*Objective 1:*
Take the stretch of the income and wealth gap text from "Income gap widens" through "investment income (-43.4%)." and swap "income distribution" for "earnings distribution" throughout it.
--- Text ---
Released: 2024-01-22

The income and wealth gaps increased in the third quarter of 2023 relative to the same period a year earlier as higher interest rates had a negative impact on the income and net worth of the lowest income and least wealthy households.

Income gap widens as higher interest rates reduce income for lowest income households

Income inequality increased in the third quarter as the gap in the share of disposable income between households in the two highest income quintiles (top 40% of the income distribution) and two lowest income quintiles (bottom 40% of the income distribution) reached 44.9%, up 0.5 percentage points from the third quarter of 2022.

The lowest income households—those in the bottom 20% of the income distribution—were the only income group to reduce their average disposable income in the third quarter of 2023 relative to the same quarter of 2022 (-1.2%). Gains in average wages and salaries for the lowest income households (+3.0%) were more than offset by reductions in net investment income (-43.4%).

While higher interest rates can lead to increased borrowing costs for households, they can also lead to higher yields on saving and investment accounts. The lowest income households are more likely to have a limited capacity to take advantage of these higher returns, as on average they have fewer resources available for saving and investment.

Higher interest rates weighed on average disposable income for the lowest income households in the third quarter. Along with a doubling of the Bank of Canada's policy interest rate from 2.5% in July 2022 to 5.0% as of July 2023, net investment income declined for the lowest income households in the third quarter of 2023 relative to a year earlier. The lowest income earners reduced their net investment income as increased interest payments, more than half of which was due to consumer credit, outweighed gains in investment earnings.

Chart 1  Chart 1: Change in average disposable income for lowest income quintile, including contribution of each income component, third quarter of 2023 relative to third quarter of 2022
Change in average disposable income for lowest income quintile, including contribution of each income component, third quarter of 2023 relative to third quarter of 2022

Highest income households gain the most from wages and investment income

Average disposable income for the highest income households (top 20% of the income distribution) (+3.2%) increased at the fastest pace of any income group in the third quarter of 2023 relative to a year earlier, due entirely to gains in wages (+5.7%) and net investment income (+9.9%).

The highest income households were the only group to increase their net investment income, as gains in investment earnings were greater than increases in interest payments in the third quarter of 2023. Almost 75% of the increase in interest payments for the highest income households was due to mortgage debt, compared with less than half for the lowest income households.
--- Records provided ---
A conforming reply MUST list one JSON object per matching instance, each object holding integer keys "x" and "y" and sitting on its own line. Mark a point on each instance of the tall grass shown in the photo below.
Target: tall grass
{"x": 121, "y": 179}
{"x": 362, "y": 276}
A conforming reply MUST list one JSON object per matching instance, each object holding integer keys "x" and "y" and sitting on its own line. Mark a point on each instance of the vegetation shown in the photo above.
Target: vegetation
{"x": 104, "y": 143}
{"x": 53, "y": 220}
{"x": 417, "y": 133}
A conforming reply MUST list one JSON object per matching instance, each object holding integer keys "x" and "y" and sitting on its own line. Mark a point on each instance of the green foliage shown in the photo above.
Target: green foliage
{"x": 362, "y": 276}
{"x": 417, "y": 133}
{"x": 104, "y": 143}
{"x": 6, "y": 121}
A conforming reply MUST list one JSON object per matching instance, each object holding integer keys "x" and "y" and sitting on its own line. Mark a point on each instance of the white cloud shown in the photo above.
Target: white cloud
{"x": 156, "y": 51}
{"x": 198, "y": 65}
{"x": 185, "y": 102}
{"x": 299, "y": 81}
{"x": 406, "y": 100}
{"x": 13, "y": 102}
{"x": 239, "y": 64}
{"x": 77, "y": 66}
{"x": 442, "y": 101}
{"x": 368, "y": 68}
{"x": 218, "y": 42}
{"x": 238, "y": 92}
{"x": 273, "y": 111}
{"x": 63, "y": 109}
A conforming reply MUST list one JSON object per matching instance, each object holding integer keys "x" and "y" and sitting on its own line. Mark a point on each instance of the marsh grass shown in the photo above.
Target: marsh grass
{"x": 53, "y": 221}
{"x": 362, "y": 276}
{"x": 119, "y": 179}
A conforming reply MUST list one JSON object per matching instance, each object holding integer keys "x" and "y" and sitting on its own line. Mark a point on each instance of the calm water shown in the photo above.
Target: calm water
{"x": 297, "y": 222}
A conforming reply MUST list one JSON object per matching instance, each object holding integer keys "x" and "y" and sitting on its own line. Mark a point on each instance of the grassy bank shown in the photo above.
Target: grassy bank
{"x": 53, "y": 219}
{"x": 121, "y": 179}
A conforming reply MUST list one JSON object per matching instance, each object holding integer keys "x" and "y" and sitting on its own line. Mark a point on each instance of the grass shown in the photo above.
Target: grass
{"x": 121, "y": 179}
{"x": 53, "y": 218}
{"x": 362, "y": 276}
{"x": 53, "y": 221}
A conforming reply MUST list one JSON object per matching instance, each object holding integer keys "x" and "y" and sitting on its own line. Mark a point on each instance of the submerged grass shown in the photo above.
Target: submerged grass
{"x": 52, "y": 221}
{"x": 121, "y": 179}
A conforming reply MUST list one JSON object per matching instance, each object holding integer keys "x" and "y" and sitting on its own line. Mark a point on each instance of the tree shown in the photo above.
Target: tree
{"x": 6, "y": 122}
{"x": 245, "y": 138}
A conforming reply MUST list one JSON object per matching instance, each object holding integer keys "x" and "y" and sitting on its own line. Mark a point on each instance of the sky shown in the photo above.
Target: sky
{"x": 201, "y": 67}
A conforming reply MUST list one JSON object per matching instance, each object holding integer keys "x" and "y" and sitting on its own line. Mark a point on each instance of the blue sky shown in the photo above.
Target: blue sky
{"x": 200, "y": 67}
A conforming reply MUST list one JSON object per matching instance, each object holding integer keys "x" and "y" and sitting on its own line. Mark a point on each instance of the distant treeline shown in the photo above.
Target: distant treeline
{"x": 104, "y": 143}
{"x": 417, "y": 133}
---
*Objective 2:*
Pick out every line in the records above that holds the word "tall", treating case as significant, and copy each one.

*Task output 1:*
Income gap widens as higher interest rates reduce income for lowest income households

Income inequality increased in the third quarter as the gap in the share of disposable income between households in the two highest income quintiles (top 40% of the earnings distribution) and two lowest income quintiles (bottom 40% of the earnings distribution) reached 44.9%, up 0.5 percentage points from the third quarter of 2022.

The lowest income households—those in the bottom 20% of the earnings distribution—were the only income group to reduce their average disposable income in the third quarter of 2023 relative to the same quarter of 2022 (-1.2%). Gains in average wages and salaries for the lowest income households (+3.0%) were more than offset by reductions in net investment income (-43.4%).

*Task output 2:*
A conforming reply MUST list one JSON object per matching instance, each object holding integer keys "x" and "y" and sitting on its own line. Mark a point on each instance of the tall grass shown in the photo below.
Target: tall grass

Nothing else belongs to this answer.